** DATA EXTRACTS follows **
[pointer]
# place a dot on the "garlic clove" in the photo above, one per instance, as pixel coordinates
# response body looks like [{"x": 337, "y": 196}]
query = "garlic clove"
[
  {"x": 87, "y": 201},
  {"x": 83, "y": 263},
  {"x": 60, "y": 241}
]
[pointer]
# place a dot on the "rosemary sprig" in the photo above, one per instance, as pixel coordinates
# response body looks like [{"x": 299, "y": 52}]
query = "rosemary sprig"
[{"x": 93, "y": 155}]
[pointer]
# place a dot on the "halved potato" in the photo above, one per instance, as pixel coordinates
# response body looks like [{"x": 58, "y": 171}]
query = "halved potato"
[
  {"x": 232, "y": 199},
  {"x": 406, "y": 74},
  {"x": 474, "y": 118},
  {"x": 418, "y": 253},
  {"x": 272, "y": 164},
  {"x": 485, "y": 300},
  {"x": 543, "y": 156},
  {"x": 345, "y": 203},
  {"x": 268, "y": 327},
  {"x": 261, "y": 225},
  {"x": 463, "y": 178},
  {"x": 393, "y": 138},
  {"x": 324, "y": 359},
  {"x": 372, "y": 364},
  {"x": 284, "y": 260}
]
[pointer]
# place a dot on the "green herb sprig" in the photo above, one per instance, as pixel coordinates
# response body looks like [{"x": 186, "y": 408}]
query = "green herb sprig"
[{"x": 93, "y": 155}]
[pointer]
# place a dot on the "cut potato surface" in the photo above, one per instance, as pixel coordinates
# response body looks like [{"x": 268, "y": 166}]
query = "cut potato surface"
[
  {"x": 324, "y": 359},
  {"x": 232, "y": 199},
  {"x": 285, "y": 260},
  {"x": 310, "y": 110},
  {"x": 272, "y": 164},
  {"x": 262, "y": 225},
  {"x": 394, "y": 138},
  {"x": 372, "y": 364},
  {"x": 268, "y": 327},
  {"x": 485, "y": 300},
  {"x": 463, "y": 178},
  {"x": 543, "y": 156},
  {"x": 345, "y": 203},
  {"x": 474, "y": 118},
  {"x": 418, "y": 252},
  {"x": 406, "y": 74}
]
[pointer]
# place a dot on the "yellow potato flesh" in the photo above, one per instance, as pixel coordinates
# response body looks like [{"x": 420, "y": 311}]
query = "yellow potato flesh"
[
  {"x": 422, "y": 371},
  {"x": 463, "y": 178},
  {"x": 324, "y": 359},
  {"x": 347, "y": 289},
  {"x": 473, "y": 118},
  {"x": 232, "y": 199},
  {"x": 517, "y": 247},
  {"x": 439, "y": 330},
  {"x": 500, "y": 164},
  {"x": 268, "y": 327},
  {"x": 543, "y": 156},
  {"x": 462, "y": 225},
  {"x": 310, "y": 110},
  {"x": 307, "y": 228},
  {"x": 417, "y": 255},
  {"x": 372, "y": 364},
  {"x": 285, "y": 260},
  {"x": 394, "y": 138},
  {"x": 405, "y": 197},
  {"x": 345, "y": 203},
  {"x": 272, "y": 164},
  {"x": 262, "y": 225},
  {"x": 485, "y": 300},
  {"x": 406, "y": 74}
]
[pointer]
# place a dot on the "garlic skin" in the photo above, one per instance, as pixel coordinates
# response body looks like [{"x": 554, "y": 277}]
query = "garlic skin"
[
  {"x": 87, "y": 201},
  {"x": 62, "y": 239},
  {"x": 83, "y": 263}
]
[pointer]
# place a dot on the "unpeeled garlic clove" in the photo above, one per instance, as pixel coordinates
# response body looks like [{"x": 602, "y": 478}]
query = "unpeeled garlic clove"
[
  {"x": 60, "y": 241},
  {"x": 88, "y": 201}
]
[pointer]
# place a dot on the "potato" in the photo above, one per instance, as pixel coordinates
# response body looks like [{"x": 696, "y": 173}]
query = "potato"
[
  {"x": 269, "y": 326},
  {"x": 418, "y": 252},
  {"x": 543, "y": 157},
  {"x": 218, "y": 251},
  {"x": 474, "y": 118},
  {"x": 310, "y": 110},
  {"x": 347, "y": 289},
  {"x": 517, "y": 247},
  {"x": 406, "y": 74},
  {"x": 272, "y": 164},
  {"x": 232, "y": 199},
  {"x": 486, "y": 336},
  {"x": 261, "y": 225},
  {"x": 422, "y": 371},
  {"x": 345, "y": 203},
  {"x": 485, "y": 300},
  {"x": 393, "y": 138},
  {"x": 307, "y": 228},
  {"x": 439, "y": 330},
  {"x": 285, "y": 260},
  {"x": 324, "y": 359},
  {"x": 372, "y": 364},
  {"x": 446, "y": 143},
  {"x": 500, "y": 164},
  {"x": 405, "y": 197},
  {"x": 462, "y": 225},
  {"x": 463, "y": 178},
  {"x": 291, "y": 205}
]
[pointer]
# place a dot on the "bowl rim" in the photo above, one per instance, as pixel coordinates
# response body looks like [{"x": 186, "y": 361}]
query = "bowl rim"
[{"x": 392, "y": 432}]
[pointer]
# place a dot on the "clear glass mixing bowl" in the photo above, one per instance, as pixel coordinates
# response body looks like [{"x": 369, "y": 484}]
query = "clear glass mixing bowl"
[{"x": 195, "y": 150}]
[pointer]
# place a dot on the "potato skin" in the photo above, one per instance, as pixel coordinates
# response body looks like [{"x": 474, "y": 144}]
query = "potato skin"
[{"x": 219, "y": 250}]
** End of DATA EXTRACTS **
ASSIGNMENT >> The expected response is every record, reproduced word for word.

WRITTEN SOLUTION >>
[pointer]
# place a dot on the "garlic clove" in the photo above, one per instance, as pixel coordinates
# response body looks like [{"x": 337, "y": 196}]
query = "garlic clove"
[
  {"x": 87, "y": 201},
  {"x": 83, "y": 263},
  {"x": 60, "y": 241}
]
[pointer]
# place a dot on the "rosemary sprig" in the photo above, one per instance, as pixel coordinates
# response body looks like [{"x": 299, "y": 52}]
query = "rosemary sprig"
[{"x": 93, "y": 155}]
[pointer]
# place a dot on the "halved potato" in the photo above, one per instance, as pixel coordinates
# response body looks like [{"x": 58, "y": 171}]
query = "halved potato"
[
  {"x": 232, "y": 199},
  {"x": 406, "y": 74},
  {"x": 474, "y": 118},
  {"x": 418, "y": 253},
  {"x": 272, "y": 164},
  {"x": 485, "y": 300},
  {"x": 543, "y": 156},
  {"x": 345, "y": 203},
  {"x": 268, "y": 327},
  {"x": 261, "y": 225},
  {"x": 463, "y": 178},
  {"x": 393, "y": 138},
  {"x": 324, "y": 359},
  {"x": 372, "y": 364},
  {"x": 284, "y": 260}
]
[pointer]
# place a dot on the "green herb sprig" in the photo above, one per instance, as pixel coordinates
# response body looks like [{"x": 186, "y": 408}]
query = "green herb sprig"
[{"x": 93, "y": 155}]
[pointer]
# place a dot on the "cut potato surface" in the photo above, one per instance, as pixel coordinates
# response body looks like [{"x": 268, "y": 166}]
query = "cut potato surface"
[
  {"x": 324, "y": 359},
  {"x": 232, "y": 199},
  {"x": 285, "y": 260},
  {"x": 310, "y": 110},
  {"x": 272, "y": 164},
  {"x": 262, "y": 225},
  {"x": 394, "y": 138},
  {"x": 372, "y": 364},
  {"x": 268, "y": 327},
  {"x": 485, "y": 300},
  {"x": 463, "y": 178},
  {"x": 543, "y": 156},
  {"x": 345, "y": 203},
  {"x": 474, "y": 118},
  {"x": 418, "y": 252},
  {"x": 406, "y": 74}
]
[pointer]
# place a dot on the "yellow potato flesh" in the photo above, one per instance, as pixel coordinates
# response body looks like [{"x": 420, "y": 311}]
query = "yellow potato flesh"
[
  {"x": 422, "y": 371},
  {"x": 463, "y": 178},
  {"x": 324, "y": 359},
  {"x": 347, "y": 289},
  {"x": 473, "y": 118},
  {"x": 232, "y": 199},
  {"x": 517, "y": 247},
  {"x": 439, "y": 330},
  {"x": 500, "y": 164},
  {"x": 268, "y": 327},
  {"x": 543, "y": 156},
  {"x": 462, "y": 225},
  {"x": 310, "y": 110},
  {"x": 307, "y": 228},
  {"x": 417, "y": 255},
  {"x": 372, "y": 364},
  {"x": 285, "y": 260},
  {"x": 394, "y": 138},
  {"x": 405, "y": 197},
  {"x": 345, "y": 203},
  {"x": 272, "y": 164},
  {"x": 262, "y": 225},
  {"x": 485, "y": 300},
  {"x": 406, "y": 74}
]
[pointer]
# place a dot on the "garlic skin" in the photo above, one per instance, as pixel coordinates
# response body looks like [{"x": 554, "y": 277}]
query = "garlic skin"
[
  {"x": 87, "y": 201},
  {"x": 62, "y": 239},
  {"x": 83, "y": 263}
]
[pointer]
# place a dot on the "unpeeled garlic clove" in the photo above, one per instance, as pixel coordinates
# response body looks like [{"x": 602, "y": 478}]
query = "unpeeled garlic clove"
[
  {"x": 60, "y": 241},
  {"x": 88, "y": 201}
]
[pointer]
# place a dot on the "potato" in the photo above, one per instance, as pixel coordinates
# response body looks like [{"x": 696, "y": 173}]
query = "potato"
[
  {"x": 269, "y": 326},
  {"x": 418, "y": 252},
  {"x": 543, "y": 157},
  {"x": 218, "y": 251},
  {"x": 474, "y": 118},
  {"x": 310, "y": 110},
  {"x": 347, "y": 289},
  {"x": 517, "y": 247},
  {"x": 406, "y": 74},
  {"x": 272, "y": 164},
  {"x": 232, "y": 199},
  {"x": 486, "y": 336},
  {"x": 261, "y": 225},
  {"x": 422, "y": 371},
  {"x": 345, "y": 203},
  {"x": 485, "y": 300},
  {"x": 393, "y": 138},
  {"x": 307, "y": 228},
  {"x": 439, "y": 330},
  {"x": 285, "y": 260},
  {"x": 324, "y": 359},
  {"x": 372, "y": 364},
  {"x": 446, "y": 143},
  {"x": 500, "y": 164},
  {"x": 405, "y": 197},
  {"x": 462, "y": 225},
  {"x": 463, "y": 178},
  {"x": 291, "y": 205}
]
[pointer]
# place a dot on the "bowl rim" in the photo above, one per instance, as pixel coordinates
# response body looks like [{"x": 186, "y": 361}]
query = "bowl rim"
[{"x": 392, "y": 432}]
[pointer]
# place a dot on the "clear glass mixing bowl" in the photo above, one per instance, as pixel coordinates
# response body looks like [{"x": 369, "y": 484}]
query = "clear glass mixing bowl"
[{"x": 195, "y": 150}]
[pointer]
# place a dot on the "potato skin" in the photo above, one per instance, as pixel coordinates
# response body looks like [{"x": 474, "y": 144}]
query = "potato skin"
[{"x": 219, "y": 250}]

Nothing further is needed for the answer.